EXCERPT:
___

[PATCH v3 2/4] rseq: Schedule the mm_cid_compaction from rseq_sched_switch_event()

[PATCH v3 2/4] rseq: Schedule the mm_cid_compaction from rseq_sched_switch_event()

[Gabriele Monaco]

Currently the mm_cid_compaction is triggered by the scheduler tick and
runs in a task_work, behaviour is more unpredictable with periodic tasks
with short runtime, which may rarely run during a tick.

Schedule the mm_cid_compaction from the rseq_sched_switch_event() call
only if the scan is required, that is when the pseudo-period of 100ms
elapsed.

Keep a tick handler used for long running tasks that are never preempted
(i.e. that never call rseq_sched_switch_event), which triggers a
compaction and mm_cid update only in that case.

Signed-off-by: Gabriele Monaco <gmonaco@redhat.com>
---
 include/linux/mm_types.h | 11 +++++++++
 include/linux/rseq.h     |  3 +++
 include/linux/sched.h    |  3 +++
 kernel/sched/core.c      | 48 ++++++++++++++++++++++++++++++++++------
 kernel/sched/sched.h     |  2 ++
 5 files changed, 60 insertions(+), 7 deletions(-)

diff --git a/include/linux/mm_types.h b/include/linux/mm_types.h
index 08bc2442db93..5dab88707014 100644
--- a/include/linux/mm_types.h
+++ b/include/linux/mm_types.h
@@ -1424,6 +1424,13 @@ static inline void mm_set_cpus_allowed(struct mm_struct *mm, const struct cpumas
 	WRITE_ONCE(mm->nr_cpus_allowed, cpumask_weight(mm_allowed));
 	raw_spin_unlock(&mm->cpus_allowed_lock);
 }
+
+static inline bool mm_cid_needs_scan(struct mm_struct *mm)

___

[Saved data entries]

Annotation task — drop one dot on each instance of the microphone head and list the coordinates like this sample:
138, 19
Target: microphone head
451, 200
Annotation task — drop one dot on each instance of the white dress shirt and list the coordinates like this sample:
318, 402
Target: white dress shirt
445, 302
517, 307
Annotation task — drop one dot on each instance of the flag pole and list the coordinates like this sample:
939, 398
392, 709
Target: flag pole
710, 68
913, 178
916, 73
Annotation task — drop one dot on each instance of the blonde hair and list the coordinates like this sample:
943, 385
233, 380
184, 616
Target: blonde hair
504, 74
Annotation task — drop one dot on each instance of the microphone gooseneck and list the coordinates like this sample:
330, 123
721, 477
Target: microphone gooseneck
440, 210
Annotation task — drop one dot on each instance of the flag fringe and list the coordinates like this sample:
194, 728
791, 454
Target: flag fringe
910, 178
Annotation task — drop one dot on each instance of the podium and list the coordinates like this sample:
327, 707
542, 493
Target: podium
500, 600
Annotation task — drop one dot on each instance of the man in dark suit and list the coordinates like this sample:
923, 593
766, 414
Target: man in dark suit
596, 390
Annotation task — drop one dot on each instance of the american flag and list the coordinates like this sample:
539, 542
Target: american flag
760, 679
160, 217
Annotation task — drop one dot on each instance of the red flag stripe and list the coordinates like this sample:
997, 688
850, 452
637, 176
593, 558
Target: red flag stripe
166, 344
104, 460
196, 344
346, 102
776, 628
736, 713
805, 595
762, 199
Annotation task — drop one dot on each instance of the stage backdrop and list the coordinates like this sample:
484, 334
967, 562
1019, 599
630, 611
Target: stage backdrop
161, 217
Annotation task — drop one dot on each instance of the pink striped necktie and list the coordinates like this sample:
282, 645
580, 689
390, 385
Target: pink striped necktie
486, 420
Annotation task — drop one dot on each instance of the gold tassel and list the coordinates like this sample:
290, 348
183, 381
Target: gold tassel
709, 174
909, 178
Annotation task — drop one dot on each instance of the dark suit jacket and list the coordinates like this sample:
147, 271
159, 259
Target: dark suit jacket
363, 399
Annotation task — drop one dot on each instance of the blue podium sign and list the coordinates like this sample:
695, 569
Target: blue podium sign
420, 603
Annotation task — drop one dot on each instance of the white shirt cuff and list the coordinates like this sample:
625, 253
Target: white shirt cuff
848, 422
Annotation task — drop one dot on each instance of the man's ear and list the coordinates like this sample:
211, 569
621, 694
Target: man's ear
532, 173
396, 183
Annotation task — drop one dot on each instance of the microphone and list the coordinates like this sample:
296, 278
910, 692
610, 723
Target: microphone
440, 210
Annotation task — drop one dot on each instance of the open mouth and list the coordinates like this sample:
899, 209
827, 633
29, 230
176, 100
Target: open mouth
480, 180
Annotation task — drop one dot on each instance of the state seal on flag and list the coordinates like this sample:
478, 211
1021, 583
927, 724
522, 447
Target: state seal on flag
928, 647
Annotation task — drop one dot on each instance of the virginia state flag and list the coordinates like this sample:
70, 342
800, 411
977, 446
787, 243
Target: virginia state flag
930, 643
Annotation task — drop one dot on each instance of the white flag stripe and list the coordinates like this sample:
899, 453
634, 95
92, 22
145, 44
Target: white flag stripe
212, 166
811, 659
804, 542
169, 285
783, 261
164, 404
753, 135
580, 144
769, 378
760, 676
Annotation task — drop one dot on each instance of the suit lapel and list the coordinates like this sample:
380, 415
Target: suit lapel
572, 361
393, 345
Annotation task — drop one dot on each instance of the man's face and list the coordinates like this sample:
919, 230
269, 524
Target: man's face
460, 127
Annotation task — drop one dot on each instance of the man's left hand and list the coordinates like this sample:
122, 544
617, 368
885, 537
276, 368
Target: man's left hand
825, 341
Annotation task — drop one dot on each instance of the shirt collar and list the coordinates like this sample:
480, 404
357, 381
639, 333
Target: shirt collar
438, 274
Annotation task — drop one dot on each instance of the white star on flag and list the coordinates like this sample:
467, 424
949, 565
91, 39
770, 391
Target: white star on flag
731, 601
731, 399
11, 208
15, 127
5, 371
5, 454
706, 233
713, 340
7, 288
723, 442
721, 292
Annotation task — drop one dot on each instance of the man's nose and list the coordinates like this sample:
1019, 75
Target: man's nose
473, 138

___

TASK REQUIREMENTS:
a) Summarize the patch in two sentences.
b) Duplicate the stretch of the patch from "[Gabriele Monaco]" through "during a tick.".

RESULTS BY TASK:
a) The patch schedules the mm_cid_compaction from the rseq_sched_switch_event() call instead of the scheduler tick, and does so only when the 100ms pseudo-period has elapsed. A tick handler is kept for long-running tasks that are never preempted, and it triggers a compaction and mm_cid update only in that case.

b)
[Gabriele Monaco]

Currently the mm_cid_compaction is triggered by the scheduler tick and
runs in a task_work, behaviour is more unpredictable with periodic tasks
with short runtime, which may rarely run during a tick.